#### MATERIAL PROVIDED

____

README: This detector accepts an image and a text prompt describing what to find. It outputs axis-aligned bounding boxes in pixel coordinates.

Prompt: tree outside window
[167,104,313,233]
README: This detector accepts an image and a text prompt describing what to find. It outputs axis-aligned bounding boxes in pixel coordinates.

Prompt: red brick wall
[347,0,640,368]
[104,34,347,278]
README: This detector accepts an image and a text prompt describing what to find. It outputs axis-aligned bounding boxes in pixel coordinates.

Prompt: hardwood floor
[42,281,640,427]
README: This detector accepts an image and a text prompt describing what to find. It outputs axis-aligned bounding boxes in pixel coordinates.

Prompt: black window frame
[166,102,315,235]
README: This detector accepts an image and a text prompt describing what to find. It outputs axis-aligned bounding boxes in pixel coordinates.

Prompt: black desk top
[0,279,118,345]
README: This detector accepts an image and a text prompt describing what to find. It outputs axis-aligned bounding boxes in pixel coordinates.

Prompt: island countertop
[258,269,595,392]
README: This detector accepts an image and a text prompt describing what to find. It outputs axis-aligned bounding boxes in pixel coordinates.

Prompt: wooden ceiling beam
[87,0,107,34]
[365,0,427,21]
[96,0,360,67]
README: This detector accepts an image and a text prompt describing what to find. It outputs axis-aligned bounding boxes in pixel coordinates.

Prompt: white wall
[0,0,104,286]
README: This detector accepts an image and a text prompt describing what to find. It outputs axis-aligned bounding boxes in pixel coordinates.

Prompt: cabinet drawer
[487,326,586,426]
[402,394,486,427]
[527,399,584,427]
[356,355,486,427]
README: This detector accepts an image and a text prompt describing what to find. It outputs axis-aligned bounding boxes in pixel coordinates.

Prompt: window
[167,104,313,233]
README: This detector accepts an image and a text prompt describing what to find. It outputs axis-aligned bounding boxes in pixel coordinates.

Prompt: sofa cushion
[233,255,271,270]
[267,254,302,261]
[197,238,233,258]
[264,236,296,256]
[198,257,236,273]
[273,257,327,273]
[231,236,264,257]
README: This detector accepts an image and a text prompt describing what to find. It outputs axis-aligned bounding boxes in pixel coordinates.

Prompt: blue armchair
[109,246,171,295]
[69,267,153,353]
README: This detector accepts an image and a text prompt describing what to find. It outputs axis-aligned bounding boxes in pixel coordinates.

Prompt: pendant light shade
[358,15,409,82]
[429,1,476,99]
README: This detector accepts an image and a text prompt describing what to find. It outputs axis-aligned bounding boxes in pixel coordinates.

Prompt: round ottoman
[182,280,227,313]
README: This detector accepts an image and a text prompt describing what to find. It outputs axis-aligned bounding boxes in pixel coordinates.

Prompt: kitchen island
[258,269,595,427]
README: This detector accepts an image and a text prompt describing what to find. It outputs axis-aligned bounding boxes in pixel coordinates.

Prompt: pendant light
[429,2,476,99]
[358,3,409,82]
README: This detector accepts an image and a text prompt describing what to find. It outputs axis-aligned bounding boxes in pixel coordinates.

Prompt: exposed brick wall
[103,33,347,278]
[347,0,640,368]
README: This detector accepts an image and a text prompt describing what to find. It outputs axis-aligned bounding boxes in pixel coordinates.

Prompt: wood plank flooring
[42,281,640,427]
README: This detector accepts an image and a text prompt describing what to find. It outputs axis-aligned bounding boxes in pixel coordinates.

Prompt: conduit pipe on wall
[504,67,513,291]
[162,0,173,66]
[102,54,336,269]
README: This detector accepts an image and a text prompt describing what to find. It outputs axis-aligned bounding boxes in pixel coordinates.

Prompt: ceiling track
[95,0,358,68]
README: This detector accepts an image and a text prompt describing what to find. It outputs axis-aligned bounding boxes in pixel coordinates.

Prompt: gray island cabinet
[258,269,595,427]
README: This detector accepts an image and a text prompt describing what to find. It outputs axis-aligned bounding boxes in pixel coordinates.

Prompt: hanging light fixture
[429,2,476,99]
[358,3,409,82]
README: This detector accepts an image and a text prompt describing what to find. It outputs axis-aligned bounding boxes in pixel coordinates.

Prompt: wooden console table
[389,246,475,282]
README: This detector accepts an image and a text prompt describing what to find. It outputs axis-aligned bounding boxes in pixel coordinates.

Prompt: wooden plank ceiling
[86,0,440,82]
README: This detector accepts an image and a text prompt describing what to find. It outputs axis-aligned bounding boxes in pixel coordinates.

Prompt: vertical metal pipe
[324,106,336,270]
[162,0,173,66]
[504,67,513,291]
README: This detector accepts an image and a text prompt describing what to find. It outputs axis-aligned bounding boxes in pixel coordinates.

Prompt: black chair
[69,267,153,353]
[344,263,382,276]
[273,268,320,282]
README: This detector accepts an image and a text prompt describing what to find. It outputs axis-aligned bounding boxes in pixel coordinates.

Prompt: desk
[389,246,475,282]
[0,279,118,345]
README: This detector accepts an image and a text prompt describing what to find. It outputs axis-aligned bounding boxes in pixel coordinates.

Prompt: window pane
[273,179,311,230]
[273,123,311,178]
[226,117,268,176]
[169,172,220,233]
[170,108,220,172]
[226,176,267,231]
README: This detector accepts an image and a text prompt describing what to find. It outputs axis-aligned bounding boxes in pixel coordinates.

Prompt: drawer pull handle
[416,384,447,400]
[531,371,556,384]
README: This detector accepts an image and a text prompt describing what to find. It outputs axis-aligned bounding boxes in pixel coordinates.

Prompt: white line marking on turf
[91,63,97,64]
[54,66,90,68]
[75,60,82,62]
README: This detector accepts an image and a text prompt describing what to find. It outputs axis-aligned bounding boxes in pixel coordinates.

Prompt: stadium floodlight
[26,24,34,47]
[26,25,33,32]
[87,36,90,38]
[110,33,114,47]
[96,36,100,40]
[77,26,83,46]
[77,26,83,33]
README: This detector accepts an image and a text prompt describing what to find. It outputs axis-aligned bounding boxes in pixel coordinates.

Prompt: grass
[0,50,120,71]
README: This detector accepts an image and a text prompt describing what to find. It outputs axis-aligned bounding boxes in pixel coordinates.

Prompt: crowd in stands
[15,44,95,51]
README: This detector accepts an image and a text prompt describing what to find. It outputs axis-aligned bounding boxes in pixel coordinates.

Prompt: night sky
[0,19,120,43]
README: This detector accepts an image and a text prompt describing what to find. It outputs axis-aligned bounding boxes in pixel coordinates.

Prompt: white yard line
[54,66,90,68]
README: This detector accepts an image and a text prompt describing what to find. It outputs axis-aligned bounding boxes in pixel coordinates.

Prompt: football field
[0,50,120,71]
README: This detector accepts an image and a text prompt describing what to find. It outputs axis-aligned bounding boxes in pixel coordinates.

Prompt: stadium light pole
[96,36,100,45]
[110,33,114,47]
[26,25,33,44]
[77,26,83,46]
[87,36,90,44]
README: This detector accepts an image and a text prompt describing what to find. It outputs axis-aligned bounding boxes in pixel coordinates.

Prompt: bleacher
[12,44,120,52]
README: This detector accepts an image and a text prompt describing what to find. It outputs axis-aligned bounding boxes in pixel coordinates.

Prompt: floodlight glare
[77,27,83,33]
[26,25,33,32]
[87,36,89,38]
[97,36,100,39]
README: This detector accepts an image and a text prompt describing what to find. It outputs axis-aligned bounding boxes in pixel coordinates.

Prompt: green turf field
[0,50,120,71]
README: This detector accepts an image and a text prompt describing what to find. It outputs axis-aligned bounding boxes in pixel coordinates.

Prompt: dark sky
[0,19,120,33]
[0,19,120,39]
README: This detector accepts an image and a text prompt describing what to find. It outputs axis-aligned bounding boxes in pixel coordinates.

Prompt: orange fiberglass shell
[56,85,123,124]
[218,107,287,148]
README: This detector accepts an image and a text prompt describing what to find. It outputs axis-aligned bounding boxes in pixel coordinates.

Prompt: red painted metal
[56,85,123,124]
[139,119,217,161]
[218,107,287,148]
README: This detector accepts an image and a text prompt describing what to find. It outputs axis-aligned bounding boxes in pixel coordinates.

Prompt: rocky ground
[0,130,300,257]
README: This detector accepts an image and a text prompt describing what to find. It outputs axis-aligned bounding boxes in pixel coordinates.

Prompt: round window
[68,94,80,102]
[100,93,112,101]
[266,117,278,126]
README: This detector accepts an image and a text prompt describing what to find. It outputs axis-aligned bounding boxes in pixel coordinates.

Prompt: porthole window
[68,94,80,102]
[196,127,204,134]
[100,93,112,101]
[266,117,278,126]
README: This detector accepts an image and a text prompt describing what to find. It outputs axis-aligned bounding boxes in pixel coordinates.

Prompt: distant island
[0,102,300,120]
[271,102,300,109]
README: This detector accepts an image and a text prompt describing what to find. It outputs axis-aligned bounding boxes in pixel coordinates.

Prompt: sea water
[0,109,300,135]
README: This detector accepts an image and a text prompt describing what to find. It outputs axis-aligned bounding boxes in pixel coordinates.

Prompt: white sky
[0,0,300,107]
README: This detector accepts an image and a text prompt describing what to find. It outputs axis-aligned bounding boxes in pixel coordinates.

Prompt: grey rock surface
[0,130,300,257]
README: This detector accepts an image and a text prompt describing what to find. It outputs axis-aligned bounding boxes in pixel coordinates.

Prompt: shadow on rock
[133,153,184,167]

____

Revise the records from the beginning through the line that contains "[104,34,347,278]", replacing "red brick wall" with "stone wall" and leaving everything else unchanged. Give only those lines.

README: This detector accepts an image and a text prompt describing what to find. It outputs axis-aligned bounding boxes in pixel coordinates.

Prompt: tree outside window
[167,104,313,233]
README: This detector accepts an image and a text prompt describing what to find. It outputs axis-aligned bounding boxes in pixel coordinates.

Prompt: stone wall
[347,0,640,368]
[104,34,347,278]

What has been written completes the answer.